- PASSAGE SHOWN:
● ● ● ● ● ● ●

Monday, October 12, 2009

Nothing to Sneeze At

There’s a group of nurses and other health care workers here in Syracuse NY who are protesting the fact that state law requires them to get the flu shot this year. They say that it violates their personal rights, and that it’s not fair for them to be forced to get the flu shot or lose their jobs.

I say, “You have got to be kidding!”

I could understand if these were auto mechanics, teachers, hairdressers, pastors, lawyers or people in a host of other jobs and professions we were talking about. There is absolutely no reason to require any of these people to get flu shots. Threatening them with the loss of their jobs if they didn’t get one would be stupid, totally unfair, and a violation of their rights. But hearing that complaint from nurses and other health care workers just rings hollow with me.

Because they’re health care workers, for Pete’s sake. These are people who will be around some of the sickest people there are and people with some of the most compromised immune systems. These are the people most likely to get it from one patient and give it to another, or to bring it home to their loved ones. These are the very people we need to keep healthy in order to take care of the rest of us. It’s just common sense that they should get it. We shouldn’t need a law to force them, but sadly, for some of them, we do.

● ● ● ● ● ● ●

- TASKS FOR THIS EXERCISE:
A. Repeat word for word the part of the flu shot post that opens with the words containing "Monday, October 12, 2009" and closes with "lose their jobs.".
B. Answer these from the flu shot post:
(i) In what city are the protesting nurses and health care workers located?
(ii) What is the writer's reply to their protest?
(iii) Besides the sickest people, whom will health care workers be around?
The items are not connected to the text above.

[Data drawn from a collection]
● ● ● ● ● ● ●

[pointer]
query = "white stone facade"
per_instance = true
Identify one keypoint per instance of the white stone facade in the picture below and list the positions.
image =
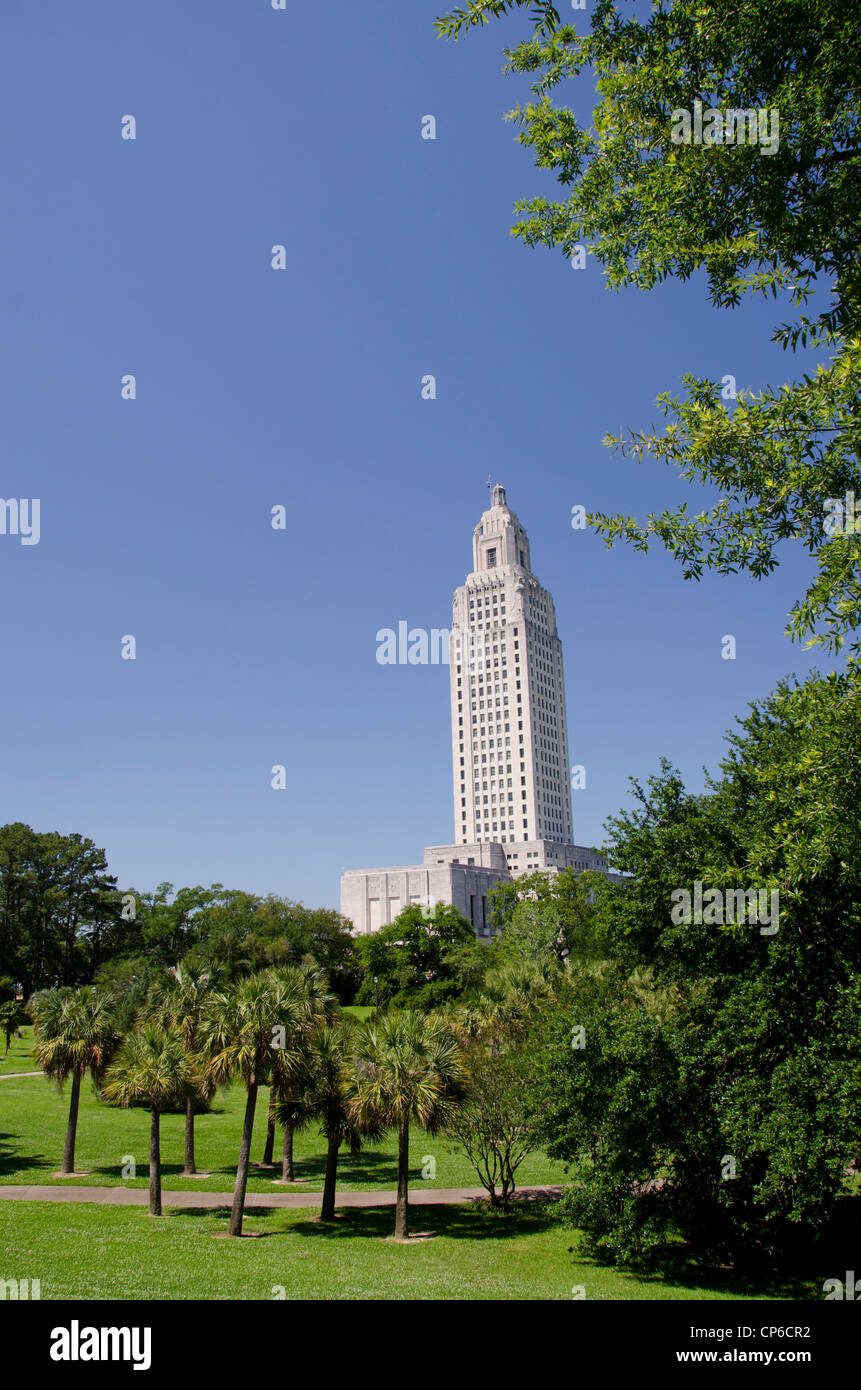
(509, 745)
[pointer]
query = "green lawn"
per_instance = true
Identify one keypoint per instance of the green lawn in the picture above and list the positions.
(32, 1130)
(18, 1057)
(88, 1251)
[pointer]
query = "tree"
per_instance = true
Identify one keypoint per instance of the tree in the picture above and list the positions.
(287, 1082)
(153, 1068)
(241, 1032)
(712, 1082)
(56, 901)
(779, 220)
(11, 1018)
(409, 1069)
(415, 959)
(74, 1033)
(497, 1121)
(180, 1002)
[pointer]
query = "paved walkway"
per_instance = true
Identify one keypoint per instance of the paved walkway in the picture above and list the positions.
(139, 1197)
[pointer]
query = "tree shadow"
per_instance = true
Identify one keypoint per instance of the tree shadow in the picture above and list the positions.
(13, 1161)
(459, 1222)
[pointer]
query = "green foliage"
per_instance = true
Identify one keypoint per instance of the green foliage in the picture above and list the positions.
(708, 1043)
(550, 916)
(152, 1068)
(420, 961)
(783, 224)
(57, 902)
(497, 1119)
(408, 1070)
(75, 1032)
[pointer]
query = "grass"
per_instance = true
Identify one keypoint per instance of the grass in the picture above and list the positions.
(20, 1057)
(85, 1251)
(91, 1251)
(32, 1130)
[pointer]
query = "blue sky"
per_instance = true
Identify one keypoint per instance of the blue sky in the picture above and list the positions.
(302, 388)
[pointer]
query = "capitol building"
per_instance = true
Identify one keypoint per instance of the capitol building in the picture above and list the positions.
(509, 744)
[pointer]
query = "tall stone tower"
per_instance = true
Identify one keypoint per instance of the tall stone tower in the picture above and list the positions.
(509, 734)
(509, 745)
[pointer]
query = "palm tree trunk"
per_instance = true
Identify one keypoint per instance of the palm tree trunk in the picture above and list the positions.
(68, 1153)
(327, 1211)
(270, 1130)
(155, 1165)
(189, 1139)
(245, 1150)
(402, 1208)
(287, 1155)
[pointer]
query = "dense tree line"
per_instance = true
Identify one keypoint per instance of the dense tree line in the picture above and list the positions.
(64, 922)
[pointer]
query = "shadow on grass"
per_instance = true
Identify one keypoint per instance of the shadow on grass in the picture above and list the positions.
(685, 1272)
(461, 1222)
(13, 1161)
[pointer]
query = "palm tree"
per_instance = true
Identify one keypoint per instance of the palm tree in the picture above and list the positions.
(239, 1036)
(408, 1069)
(180, 1002)
(288, 1084)
(152, 1066)
(74, 1033)
(324, 1093)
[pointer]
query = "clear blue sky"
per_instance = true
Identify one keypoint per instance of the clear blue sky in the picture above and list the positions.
(255, 388)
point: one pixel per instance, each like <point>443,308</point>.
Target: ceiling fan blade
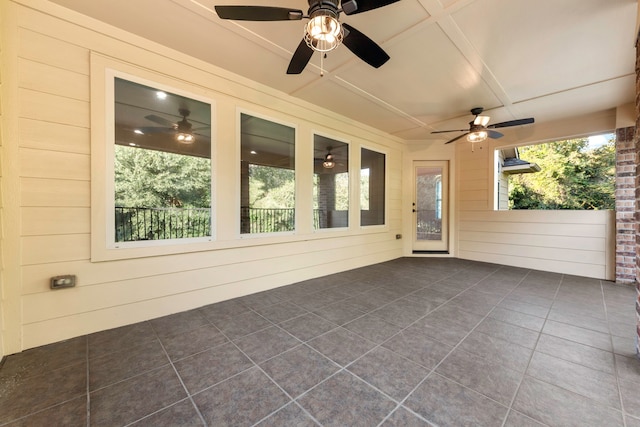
<point>511,123</point>
<point>159,120</point>
<point>452,130</point>
<point>351,7</point>
<point>300,58</point>
<point>258,13</point>
<point>456,138</point>
<point>364,48</point>
<point>494,134</point>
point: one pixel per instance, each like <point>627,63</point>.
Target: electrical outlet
<point>65,281</point>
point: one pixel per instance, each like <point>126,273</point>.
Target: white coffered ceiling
<point>548,59</point>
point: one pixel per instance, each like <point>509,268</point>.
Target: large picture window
<point>161,165</point>
<point>267,176</point>
<point>372,187</point>
<point>330,183</point>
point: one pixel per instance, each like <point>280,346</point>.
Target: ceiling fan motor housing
<point>324,5</point>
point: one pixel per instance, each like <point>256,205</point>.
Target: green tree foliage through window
<point>573,175</point>
<point>147,178</point>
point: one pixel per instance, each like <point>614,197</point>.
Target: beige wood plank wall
<point>2,154</point>
<point>571,242</point>
<point>54,203</point>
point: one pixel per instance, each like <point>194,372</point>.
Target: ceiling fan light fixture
<point>323,32</point>
<point>185,138</point>
<point>328,163</point>
<point>477,136</point>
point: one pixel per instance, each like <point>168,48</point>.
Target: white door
<point>431,206</point>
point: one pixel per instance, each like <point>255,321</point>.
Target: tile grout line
<point>613,354</point>
<point>433,370</point>
<point>342,368</point>
<point>88,360</point>
<point>256,365</point>
<point>189,396</point>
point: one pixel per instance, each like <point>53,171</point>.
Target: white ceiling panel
<point>439,81</point>
<point>540,48</point>
<point>581,101</point>
<point>546,59</point>
<point>342,100</point>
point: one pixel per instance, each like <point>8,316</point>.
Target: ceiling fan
<point>323,32</point>
<point>183,129</point>
<point>329,161</point>
<point>479,131</point>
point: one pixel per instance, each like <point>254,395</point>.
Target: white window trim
<point>384,226</point>
<point>103,245</point>
<point>349,171</point>
<point>239,234</point>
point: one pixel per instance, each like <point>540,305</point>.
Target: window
<point>577,174</point>
<point>161,165</point>
<point>267,176</point>
<point>372,187</point>
<point>330,183</point>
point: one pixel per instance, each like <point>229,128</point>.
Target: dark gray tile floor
<point>410,342</point>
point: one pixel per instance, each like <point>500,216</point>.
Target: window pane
<point>372,187</point>
<point>267,202</point>
<point>331,183</point>
<point>162,164</point>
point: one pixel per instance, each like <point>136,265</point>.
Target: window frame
<point>103,244</point>
<point>349,184</point>
<point>296,169</point>
<point>385,152</point>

● ● ● ● ● ● ●

- TASK RESPONSES:
A.
Monday, October 12, 2009

Nothing to Sneeze At

There’s a group of nurses and other health care workers here in Syracuse NY who are protesting the fact that state law requires them to get the flu shot this year. They say that it violates their personal rights, and that it’s not fair for them to be forced to get the flu shot or lose their jobs.

B.
(i) Syracuse NY
(ii) "You have got to be kidding!"
(iii) People with some of the most compromised immune systems